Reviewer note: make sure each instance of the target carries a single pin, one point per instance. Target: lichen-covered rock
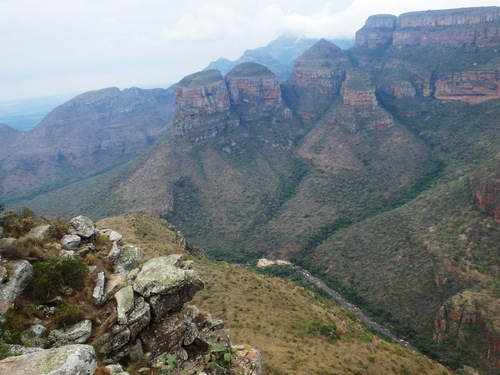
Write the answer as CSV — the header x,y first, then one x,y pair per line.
x,y
82,226
80,332
7,242
376,32
168,335
39,233
67,360
248,360
161,276
139,318
3,274
124,303
116,370
98,292
70,241
11,290
113,236
125,258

OBJECTIVE ▸ Can you copy the listing above line for line, leaving out the picture?

ANSWER TO THE TASK ▸
Reviewer note: make sure each instance of the target carries a single pin, one point per instance. Target: lichen-covered rock
Write the answer as CSV — the header x,y first, then one x,y pair per line.
x,y
82,226
80,332
7,242
376,32
168,335
39,233
67,360
248,360
161,276
139,318
3,274
124,303
116,370
98,292
70,241
11,290
113,236
125,258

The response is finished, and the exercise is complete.